■ WORK TO BE COMPLETED: When the line containing "of the white" appears in the data below, begin copying there and stop only after the line containing "Query: white ceramic bowl".

■ RECORDS SUPPLIED:
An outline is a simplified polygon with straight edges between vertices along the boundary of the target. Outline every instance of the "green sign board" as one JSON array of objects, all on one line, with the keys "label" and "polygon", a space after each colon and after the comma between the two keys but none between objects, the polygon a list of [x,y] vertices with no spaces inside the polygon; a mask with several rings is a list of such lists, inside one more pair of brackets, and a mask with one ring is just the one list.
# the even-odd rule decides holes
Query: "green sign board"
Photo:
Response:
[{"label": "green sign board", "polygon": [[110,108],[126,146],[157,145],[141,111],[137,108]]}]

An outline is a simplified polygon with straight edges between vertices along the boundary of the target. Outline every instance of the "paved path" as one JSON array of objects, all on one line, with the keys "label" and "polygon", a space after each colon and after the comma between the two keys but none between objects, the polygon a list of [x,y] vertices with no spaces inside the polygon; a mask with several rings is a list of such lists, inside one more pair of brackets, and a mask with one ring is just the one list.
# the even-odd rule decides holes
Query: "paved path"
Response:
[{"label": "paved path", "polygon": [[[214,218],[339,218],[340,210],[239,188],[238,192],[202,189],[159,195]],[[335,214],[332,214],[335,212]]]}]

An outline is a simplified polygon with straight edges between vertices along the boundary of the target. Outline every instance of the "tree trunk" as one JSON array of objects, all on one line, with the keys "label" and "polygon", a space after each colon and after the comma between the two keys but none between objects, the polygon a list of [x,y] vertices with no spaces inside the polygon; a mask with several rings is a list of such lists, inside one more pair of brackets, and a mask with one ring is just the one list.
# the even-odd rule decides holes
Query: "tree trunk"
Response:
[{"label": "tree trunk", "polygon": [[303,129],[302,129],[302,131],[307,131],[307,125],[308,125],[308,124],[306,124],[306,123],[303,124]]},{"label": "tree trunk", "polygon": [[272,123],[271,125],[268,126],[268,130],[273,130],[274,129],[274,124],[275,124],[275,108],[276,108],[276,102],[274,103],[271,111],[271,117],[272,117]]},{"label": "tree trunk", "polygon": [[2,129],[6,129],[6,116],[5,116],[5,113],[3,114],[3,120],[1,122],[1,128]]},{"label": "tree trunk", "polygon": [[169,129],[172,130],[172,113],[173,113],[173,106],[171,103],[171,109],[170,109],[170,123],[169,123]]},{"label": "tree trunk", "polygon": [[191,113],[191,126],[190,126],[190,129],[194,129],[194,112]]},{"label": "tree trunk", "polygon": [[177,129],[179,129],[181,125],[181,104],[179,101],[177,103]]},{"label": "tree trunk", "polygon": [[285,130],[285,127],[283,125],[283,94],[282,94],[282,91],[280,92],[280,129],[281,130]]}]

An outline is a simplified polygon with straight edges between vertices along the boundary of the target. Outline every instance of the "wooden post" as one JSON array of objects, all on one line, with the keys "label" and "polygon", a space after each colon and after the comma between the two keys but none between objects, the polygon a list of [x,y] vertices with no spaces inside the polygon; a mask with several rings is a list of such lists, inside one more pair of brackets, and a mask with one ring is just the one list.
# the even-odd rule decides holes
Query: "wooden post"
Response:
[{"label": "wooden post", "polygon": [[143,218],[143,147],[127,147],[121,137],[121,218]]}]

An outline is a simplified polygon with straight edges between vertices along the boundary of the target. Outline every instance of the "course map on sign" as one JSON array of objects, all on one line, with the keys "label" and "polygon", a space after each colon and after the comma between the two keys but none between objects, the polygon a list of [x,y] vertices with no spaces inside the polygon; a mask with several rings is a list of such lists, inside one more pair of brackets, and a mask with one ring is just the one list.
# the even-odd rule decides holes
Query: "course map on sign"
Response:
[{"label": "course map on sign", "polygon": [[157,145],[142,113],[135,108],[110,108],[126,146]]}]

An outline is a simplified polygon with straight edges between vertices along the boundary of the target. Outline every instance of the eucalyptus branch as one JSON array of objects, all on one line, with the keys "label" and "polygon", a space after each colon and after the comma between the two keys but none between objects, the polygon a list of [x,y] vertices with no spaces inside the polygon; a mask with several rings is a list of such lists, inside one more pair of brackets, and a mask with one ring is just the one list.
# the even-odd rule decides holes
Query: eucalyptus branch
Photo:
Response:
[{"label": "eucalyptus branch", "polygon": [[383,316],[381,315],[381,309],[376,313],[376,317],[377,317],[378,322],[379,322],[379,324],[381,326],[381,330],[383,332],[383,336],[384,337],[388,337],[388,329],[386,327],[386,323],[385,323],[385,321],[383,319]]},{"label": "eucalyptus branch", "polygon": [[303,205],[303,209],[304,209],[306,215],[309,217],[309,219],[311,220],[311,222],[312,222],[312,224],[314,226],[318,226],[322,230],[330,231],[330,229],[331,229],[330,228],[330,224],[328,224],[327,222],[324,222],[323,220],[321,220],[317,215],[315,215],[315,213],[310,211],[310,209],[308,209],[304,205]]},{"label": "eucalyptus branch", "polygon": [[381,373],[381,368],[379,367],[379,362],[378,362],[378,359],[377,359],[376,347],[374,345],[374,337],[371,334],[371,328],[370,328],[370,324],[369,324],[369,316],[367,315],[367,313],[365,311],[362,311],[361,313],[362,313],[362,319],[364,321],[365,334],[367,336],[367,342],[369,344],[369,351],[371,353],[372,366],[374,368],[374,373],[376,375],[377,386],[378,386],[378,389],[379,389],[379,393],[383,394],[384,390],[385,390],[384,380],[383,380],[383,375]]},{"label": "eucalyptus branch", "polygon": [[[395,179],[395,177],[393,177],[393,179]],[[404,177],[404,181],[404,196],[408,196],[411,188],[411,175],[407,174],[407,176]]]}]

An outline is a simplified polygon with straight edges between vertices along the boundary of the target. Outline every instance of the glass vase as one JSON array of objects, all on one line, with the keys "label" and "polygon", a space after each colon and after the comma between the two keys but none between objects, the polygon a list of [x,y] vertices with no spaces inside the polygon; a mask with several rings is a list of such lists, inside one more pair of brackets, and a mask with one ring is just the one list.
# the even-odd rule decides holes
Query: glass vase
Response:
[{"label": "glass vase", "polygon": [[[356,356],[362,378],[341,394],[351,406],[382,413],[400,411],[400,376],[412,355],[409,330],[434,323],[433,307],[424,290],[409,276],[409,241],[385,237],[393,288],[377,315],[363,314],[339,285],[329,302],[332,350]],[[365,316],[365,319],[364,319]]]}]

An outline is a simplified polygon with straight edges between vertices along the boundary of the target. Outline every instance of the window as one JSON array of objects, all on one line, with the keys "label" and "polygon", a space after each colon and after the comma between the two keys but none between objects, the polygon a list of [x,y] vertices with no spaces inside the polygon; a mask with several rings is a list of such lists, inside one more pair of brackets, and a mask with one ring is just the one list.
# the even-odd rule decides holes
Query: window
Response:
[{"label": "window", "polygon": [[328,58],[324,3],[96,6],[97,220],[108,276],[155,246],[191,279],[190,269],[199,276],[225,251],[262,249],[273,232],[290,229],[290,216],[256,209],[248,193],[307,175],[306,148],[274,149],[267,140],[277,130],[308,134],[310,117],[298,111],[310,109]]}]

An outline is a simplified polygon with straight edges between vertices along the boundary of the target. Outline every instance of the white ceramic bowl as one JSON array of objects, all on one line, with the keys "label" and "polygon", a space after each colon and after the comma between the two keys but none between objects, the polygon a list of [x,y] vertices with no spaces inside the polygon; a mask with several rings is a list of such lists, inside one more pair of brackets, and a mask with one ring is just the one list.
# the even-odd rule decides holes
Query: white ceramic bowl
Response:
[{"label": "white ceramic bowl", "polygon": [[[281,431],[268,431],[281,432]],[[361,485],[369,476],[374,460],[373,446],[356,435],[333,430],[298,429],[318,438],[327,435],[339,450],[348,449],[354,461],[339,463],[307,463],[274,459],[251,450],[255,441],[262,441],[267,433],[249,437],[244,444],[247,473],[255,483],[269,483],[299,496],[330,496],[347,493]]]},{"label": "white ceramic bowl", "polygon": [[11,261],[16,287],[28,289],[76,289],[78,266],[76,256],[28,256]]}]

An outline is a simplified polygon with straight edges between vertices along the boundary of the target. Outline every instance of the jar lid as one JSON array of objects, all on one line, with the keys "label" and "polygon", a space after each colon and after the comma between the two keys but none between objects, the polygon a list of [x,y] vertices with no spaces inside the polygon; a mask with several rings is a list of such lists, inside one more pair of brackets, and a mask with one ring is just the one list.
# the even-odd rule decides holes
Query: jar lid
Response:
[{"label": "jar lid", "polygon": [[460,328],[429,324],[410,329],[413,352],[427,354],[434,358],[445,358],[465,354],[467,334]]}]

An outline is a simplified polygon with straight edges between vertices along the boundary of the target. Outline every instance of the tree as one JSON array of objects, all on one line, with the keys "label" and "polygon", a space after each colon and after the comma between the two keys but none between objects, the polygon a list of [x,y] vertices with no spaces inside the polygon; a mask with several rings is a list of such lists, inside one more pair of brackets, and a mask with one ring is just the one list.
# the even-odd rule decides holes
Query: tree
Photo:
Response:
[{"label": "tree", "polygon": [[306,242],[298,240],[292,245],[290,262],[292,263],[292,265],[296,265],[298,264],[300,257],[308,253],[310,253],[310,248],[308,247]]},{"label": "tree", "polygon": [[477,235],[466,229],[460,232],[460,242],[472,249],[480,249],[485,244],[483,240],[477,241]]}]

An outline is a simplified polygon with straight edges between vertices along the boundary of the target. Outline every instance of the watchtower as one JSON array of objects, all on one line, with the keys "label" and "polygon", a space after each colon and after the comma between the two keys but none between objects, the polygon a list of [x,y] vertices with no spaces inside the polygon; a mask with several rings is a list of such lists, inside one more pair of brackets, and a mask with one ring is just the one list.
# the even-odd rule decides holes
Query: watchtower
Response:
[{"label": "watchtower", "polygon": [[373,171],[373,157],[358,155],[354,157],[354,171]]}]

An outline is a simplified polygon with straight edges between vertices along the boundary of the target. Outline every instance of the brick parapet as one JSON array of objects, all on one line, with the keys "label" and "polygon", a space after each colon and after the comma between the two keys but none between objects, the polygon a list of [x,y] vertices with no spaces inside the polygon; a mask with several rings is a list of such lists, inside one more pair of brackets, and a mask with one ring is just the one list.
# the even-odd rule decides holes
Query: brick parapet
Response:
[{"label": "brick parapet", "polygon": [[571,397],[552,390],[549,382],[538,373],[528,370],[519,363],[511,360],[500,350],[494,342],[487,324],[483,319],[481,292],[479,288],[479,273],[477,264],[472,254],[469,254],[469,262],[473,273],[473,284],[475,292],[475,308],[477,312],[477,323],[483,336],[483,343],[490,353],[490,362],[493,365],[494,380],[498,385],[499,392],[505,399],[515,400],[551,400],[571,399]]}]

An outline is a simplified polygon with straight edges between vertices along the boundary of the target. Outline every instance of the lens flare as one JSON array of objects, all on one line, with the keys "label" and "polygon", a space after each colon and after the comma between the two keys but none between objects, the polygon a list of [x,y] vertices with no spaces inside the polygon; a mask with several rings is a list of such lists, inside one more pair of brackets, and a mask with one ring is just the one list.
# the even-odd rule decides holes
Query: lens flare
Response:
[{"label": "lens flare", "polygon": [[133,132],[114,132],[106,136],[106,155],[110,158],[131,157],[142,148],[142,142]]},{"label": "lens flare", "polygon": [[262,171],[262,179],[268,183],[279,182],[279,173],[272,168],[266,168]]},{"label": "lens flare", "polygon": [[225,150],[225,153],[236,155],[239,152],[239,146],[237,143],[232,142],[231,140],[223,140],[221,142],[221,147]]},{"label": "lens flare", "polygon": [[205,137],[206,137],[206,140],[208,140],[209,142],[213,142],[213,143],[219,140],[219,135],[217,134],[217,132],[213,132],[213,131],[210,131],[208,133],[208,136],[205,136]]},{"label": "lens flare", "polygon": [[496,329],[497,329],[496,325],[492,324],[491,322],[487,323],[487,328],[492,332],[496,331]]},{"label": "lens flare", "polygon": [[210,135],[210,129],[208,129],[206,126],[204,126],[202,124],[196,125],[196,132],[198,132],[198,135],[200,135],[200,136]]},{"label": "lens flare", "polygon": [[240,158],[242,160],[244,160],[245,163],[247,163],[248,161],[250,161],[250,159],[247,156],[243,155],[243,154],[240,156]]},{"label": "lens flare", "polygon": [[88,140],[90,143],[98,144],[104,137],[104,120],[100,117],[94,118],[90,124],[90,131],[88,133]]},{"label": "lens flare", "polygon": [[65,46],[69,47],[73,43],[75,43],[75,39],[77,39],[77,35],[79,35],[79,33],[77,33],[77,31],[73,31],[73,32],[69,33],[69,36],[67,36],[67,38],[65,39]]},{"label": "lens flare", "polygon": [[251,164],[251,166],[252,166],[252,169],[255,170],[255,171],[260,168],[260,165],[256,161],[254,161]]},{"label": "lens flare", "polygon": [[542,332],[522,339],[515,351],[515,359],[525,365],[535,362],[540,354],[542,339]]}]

■ OUTPUT FOR THIS TASK:
An outline is a simplified polygon with straight edges between vertices along the boundary of the target. Outline every instance of the white ceramic bowl as one JSON array of objects, all on one line, with the keys "label" and "polygon", a space after each colon and after the comma between the two keys but none between objects, the polygon a list of [x,y] vertices with no spaces inside the polygon; a mask with several rings is a list of such lists, inside one more pair of brackets, and a mask with one ring is just the one list.
# the even-odd rule decides holes
Query: white ceramic bowl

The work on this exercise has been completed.